Each entry here needs to be set down again exactly, please; pictures are left out.

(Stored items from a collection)
** START **
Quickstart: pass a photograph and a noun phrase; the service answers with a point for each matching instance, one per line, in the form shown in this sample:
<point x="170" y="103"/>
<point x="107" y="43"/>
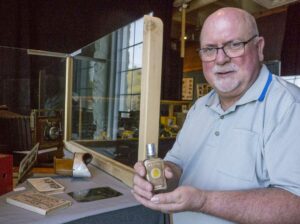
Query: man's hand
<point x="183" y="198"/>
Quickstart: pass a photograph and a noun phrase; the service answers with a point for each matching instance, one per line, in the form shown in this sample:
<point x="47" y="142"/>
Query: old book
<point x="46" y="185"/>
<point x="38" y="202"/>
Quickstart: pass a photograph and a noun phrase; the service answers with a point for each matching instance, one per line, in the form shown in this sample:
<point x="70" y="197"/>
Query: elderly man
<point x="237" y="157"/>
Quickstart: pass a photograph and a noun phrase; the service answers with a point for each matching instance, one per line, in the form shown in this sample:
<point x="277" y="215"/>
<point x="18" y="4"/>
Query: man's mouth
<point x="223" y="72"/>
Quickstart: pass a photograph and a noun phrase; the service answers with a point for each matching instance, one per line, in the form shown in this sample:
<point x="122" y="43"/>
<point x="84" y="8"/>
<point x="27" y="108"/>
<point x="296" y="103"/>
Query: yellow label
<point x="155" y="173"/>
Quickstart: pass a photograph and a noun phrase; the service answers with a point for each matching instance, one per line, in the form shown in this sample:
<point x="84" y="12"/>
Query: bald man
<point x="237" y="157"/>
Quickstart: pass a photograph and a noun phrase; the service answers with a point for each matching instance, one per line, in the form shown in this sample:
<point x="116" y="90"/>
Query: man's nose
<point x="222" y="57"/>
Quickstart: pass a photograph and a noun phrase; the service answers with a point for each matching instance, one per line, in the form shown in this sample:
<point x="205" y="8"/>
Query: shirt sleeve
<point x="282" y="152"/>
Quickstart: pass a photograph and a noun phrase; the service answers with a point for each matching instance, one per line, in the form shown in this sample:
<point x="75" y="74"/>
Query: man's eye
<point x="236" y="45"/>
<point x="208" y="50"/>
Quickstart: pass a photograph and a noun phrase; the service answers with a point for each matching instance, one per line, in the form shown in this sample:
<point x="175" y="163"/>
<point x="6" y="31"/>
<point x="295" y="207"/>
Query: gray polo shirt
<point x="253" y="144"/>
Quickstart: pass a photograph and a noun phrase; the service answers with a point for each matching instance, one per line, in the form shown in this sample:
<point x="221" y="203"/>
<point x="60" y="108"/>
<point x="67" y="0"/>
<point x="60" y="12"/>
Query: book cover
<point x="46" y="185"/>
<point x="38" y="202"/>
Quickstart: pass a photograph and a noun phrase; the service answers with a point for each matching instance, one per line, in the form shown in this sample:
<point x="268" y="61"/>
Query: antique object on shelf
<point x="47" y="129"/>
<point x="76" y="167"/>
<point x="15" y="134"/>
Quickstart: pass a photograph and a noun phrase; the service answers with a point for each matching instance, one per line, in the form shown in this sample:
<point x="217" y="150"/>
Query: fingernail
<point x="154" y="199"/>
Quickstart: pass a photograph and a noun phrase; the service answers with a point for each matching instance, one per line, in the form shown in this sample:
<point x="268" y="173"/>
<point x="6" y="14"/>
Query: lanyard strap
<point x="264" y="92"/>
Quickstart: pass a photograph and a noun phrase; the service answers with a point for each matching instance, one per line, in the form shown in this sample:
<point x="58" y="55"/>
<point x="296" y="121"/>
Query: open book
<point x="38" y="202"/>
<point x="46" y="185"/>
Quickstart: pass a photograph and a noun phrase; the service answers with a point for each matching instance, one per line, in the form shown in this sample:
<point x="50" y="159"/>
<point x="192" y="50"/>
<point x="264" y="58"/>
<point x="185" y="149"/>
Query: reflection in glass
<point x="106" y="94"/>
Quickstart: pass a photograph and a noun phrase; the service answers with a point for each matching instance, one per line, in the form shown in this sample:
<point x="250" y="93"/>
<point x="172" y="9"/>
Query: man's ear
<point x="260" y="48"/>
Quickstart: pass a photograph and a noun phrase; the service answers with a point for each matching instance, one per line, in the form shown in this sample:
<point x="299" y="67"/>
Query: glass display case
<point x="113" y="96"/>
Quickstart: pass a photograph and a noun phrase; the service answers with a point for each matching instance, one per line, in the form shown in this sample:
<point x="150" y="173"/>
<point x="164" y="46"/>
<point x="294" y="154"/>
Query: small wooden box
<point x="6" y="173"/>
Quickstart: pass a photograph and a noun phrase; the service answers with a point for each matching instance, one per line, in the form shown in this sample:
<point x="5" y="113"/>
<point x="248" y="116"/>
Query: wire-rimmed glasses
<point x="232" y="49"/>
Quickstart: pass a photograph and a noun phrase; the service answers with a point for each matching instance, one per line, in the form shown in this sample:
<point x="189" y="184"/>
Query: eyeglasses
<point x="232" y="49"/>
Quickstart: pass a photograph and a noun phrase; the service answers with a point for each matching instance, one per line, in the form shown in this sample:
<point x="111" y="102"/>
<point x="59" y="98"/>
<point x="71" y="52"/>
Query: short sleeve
** END **
→ EXERCISE RESULT:
Quickstart: pass a photograph and a noun phrase; the service answers with a point for each matching instance, one per line, in the form shown in this sample:
<point x="170" y="103"/>
<point x="107" y="43"/>
Query: man's hand
<point x="183" y="198"/>
Quickstart: pass a photograph and a noun phrase; the service answers with a point for each matching instance, one per line, in the form shown in this sample:
<point x="47" y="142"/>
Query: old book
<point x="46" y="185"/>
<point x="38" y="202"/>
Quickstart: pass a photograph and a noun phrase; the service answers with a point for each matching instance, one per line, in the form shown in this sample:
<point x="70" y="197"/>
Query: elderly man
<point x="237" y="157"/>
Quickstart: pass a photograph and a noun phrase; the service answers with a point for each matching instance, one per line, in the form shown in this sample:
<point x="277" y="215"/>
<point x="18" y="4"/>
Query: man's mouth
<point x="223" y="72"/>
Quickstart: pass a photograph and a noun phrase; the service answers with a point for each matching instance, one per line, in the form shown in this sample:
<point x="122" y="43"/>
<point x="84" y="8"/>
<point x="27" y="108"/>
<point x="296" y="103"/>
Query: yellow label
<point x="155" y="173"/>
Quickstart: pass a photograph and a noun phrase; the service answers with a point for each matching instance, one per line, in the form shown in this sample:
<point x="84" y="12"/>
Query: bald man
<point x="237" y="157"/>
Quickstart: pass a photograph and a noun phrase; the service answers with a point for each matching instance, one per line, in the form shown in this sample:
<point x="116" y="90"/>
Query: man's nose
<point x="222" y="57"/>
Quickstart: pass a photograph and a noun phrase; the service answers with a point for each matching instance, one per line, in the form shown in this sample:
<point x="205" y="8"/>
Query: shirt sleeve
<point x="282" y="152"/>
Quickstart: pass a photograph and a noun phrase; the service answers with a point for each matching instance, one per line, in the form shown in this sample:
<point x="75" y="74"/>
Query: man's eye
<point x="236" y="45"/>
<point x="208" y="50"/>
Quickstart: pass a photograph and a noun phrase; the service answers with a point for each matching instance, one per line, in the form shown in this sample:
<point x="175" y="163"/>
<point x="6" y="31"/>
<point x="295" y="207"/>
Query: gray polo shirt
<point x="253" y="144"/>
Quickstart: pass a photograph and a noun phrase; the service answers with a point for each matching instance, one per line, in the form shown in this sample:
<point x="221" y="203"/>
<point x="60" y="108"/>
<point x="67" y="0"/>
<point x="60" y="12"/>
Query: book cover
<point x="46" y="185"/>
<point x="38" y="202"/>
Quickstart: pass a photograph and a noun phrase; the service answers with a point for each matching instance, one per line, in the form shown in this sample:
<point x="268" y="61"/>
Query: antique object on shelf
<point x="47" y="129"/>
<point x="76" y="167"/>
<point x="15" y="134"/>
Quickstart: pass a photograph and a noun phrase; the service answers with a point for each matching instance, one per line, in the form shown in this sample:
<point x="217" y="150"/>
Query: fingernail
<point x="154" y="199"/>
Quickstart: pass a photograph and a noun phrase; the service answers with a point for each matching instance, one per line, in the form shown in this sample:
<point x="268" y="173"/>
<point x="6" y="14"/>
Query: lanyard strap
<point x="264" y="92"/>
Quickstart: pass a photograph and a noun phrase; the service answers with a point for each matching instance, one per line, in the form shown in this sample:
<point x="58" y="55"/>
<point x="296" y="121"/>
Query: open book
<point x="38" y="202"/>
<point x="46" y="185"/>
Quickstart: pass a photograph and a noun phrase; the service answers with a point for each matching instance, one per line, in the form shown in this sample:
<point x="50" y="159"/>
<point x="192" y="50"/>
<point x="264" y="58"/>
<point x="185" y="149"/>
Query: reflection in glass
<point x="106" y="94"/>
Quickstart: pass a photograph and a noun phrase; the service answers with a point for each matching instance, one per line, in the form shown in this sample:
<point x="250" y="93"/>
<point x="172" y="9"/>
Query: man's ear
<point x="260" y="48"/>
Quickstart: pass a photograph and a noun phrase; the service answers with a point for each matching instance, one per line, in the form shown in this sample:
<point x="299" y="67"/>
Query: glass display case
<point x="113" y="96"/>
Quickstart: pass a photograph and a noun phrase; the service answers with a point for each matching instance, one per line, in the form shown in this sample:
<point x="150" y="173"/>
<point x="164" y="46"/>
<point x="294" y="154"/>
Query: small wooden box
<point x="6" y="173"/>
Quickstart: pass a photograph and a noun phrase; the service answers with a point for each matching instance, one per line, in the form shown in this sample:
<point x="5" y="113"/>
<point x="248" y="116"/>
Query: wire-rimmed glasses
<point x="232" y="49"/>
Quickstart: pass a photograph and a noun phrase; the service answers with a point for each matching instance, one per line, in the form shown in this sample:
<point x="189" y="184"/>
Query: eyeglasses
<point x="232" y="49"/>
Quickstart: pass a photograph and a noun phrase; the service answers with a point for each matching instance, one per line, in the form shown in this sample:
<point x="111" y="102"/>
<point x="59" y="98"/>
<point x="71" y="52"/>
Query: short sleeve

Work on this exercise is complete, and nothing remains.